Return all lines from the listing below in which the string "bird" occurs.

== == ==

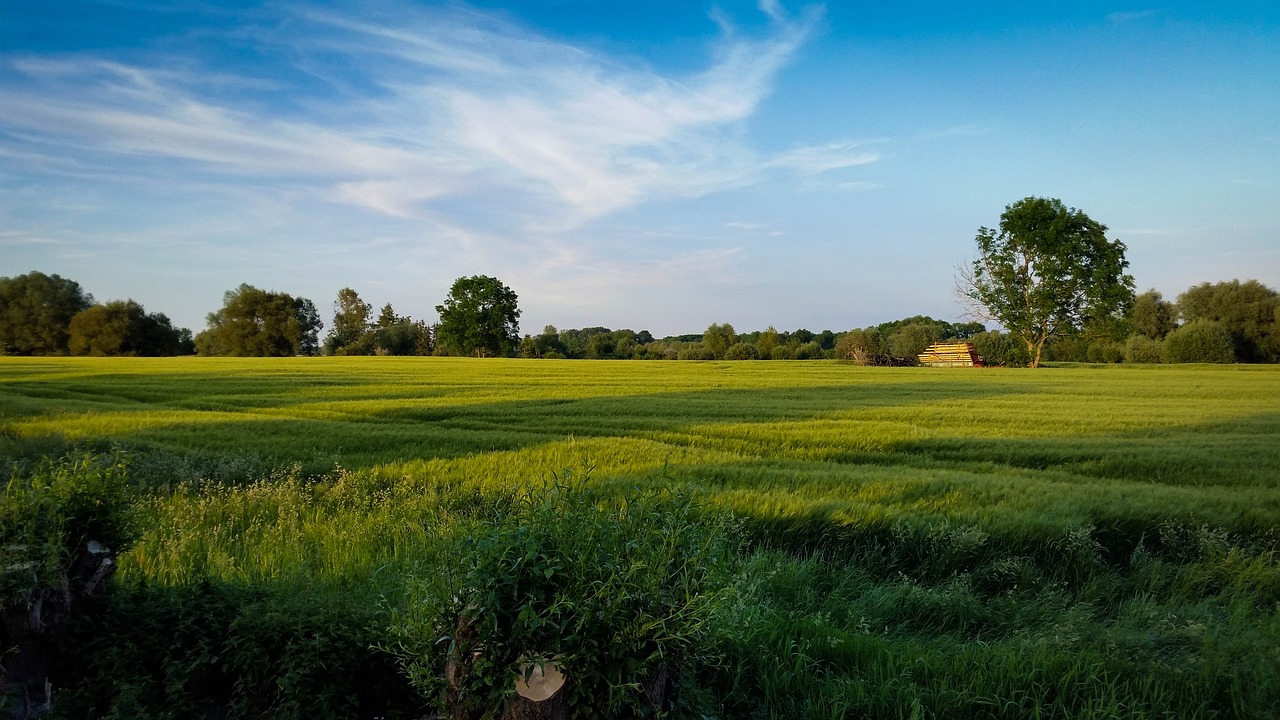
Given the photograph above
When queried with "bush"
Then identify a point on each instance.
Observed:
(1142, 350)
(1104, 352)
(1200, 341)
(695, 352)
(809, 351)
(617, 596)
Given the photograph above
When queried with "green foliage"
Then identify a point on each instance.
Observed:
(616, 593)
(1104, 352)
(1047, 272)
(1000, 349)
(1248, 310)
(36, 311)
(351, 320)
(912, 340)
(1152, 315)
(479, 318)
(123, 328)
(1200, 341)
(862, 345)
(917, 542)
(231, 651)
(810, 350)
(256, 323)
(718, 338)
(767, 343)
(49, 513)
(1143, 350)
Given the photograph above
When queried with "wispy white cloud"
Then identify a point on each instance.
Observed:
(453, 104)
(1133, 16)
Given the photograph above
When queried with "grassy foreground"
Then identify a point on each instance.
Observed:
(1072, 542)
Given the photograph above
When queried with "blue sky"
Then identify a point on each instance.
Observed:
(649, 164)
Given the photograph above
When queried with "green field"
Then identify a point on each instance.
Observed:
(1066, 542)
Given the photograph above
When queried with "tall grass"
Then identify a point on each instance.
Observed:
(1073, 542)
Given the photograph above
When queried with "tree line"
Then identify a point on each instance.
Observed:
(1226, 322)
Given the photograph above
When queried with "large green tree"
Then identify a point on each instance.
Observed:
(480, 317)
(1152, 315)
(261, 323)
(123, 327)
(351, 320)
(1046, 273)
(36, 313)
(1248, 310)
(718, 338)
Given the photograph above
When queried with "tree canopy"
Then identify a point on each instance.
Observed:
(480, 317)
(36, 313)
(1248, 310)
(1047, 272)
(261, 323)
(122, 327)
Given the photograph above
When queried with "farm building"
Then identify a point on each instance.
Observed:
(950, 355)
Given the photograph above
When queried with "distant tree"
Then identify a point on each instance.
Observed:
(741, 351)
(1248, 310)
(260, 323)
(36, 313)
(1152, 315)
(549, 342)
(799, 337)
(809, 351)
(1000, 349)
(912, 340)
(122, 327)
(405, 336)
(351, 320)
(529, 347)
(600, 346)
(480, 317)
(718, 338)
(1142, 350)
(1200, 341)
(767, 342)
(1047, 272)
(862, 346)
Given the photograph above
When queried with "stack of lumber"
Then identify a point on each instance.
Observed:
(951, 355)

== == ==

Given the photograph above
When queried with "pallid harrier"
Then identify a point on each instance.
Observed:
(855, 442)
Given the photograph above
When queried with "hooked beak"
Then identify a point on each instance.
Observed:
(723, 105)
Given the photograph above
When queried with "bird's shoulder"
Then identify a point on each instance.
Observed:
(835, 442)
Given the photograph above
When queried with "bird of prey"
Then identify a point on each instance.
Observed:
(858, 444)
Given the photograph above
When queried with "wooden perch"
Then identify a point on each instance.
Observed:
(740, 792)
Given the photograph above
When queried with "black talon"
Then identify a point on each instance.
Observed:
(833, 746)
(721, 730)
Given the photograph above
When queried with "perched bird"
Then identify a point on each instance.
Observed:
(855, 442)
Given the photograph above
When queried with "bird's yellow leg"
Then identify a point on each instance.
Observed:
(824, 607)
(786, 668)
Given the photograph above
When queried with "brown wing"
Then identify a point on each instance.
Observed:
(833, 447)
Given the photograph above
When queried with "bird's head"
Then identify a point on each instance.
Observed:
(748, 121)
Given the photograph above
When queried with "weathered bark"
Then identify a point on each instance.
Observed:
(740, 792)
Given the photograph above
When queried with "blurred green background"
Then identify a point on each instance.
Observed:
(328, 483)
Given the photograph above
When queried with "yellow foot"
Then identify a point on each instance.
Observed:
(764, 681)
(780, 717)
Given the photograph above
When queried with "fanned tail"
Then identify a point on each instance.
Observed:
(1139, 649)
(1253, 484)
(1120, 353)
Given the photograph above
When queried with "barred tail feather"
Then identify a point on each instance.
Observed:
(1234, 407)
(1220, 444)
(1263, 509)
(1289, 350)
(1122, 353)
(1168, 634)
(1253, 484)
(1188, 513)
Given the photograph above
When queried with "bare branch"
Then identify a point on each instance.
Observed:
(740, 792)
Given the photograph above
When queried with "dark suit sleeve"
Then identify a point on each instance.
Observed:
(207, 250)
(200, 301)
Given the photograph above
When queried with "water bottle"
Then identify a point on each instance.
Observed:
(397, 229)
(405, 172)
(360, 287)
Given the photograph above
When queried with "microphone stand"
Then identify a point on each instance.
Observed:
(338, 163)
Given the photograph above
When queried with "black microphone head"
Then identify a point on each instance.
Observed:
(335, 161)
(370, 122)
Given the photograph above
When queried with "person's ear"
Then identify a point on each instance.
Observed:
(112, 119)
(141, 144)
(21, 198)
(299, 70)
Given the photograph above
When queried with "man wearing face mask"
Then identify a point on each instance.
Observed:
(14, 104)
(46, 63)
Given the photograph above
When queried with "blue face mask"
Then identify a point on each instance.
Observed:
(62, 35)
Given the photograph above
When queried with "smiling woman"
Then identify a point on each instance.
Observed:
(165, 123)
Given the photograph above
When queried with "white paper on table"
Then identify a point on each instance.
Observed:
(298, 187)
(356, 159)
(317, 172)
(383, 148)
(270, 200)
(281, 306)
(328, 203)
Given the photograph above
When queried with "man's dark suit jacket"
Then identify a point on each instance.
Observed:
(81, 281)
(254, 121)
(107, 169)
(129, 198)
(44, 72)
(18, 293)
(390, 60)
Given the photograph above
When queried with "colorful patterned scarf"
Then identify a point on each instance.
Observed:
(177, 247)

== == ==

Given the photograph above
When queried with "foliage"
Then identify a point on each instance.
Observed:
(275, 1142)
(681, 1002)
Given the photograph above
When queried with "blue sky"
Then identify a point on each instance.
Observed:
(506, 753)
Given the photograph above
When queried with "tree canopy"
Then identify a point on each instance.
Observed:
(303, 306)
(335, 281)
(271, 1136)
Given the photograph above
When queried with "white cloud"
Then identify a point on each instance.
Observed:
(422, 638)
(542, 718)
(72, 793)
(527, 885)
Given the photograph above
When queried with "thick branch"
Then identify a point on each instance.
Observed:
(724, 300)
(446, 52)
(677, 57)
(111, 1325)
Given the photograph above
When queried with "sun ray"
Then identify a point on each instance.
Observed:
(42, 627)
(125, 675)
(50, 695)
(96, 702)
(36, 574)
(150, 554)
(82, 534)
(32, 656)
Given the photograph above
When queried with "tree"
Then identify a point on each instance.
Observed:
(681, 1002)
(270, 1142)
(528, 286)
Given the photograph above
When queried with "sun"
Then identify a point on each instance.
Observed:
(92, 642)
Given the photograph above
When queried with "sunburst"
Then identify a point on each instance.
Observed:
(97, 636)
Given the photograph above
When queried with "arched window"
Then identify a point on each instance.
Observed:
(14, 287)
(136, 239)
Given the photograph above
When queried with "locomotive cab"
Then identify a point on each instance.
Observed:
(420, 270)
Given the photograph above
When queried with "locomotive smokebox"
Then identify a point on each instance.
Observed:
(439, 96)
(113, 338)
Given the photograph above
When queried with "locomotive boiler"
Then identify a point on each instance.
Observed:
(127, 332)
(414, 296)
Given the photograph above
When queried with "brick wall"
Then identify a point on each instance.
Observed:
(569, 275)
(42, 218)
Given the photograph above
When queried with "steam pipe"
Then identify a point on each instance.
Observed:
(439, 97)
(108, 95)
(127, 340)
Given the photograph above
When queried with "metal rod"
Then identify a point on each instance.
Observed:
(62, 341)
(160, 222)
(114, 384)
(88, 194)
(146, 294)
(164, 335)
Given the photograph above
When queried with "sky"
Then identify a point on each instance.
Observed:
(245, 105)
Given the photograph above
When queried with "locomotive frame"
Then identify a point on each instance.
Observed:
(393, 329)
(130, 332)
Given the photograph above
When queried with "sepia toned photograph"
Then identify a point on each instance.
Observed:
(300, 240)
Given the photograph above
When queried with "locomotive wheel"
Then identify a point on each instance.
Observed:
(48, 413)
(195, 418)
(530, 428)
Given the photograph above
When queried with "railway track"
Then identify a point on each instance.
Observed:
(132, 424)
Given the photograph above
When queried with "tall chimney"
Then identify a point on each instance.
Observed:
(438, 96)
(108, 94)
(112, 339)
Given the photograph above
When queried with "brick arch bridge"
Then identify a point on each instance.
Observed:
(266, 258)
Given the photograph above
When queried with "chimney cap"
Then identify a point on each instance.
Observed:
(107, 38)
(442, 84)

== == ==

--- Result of this exercise ---
When queried with "bird's shoulder"
When queried with "bird of prey"
When queried with "perched bird"
When queried with "bird's yellow leg"
When queried with "bird's head"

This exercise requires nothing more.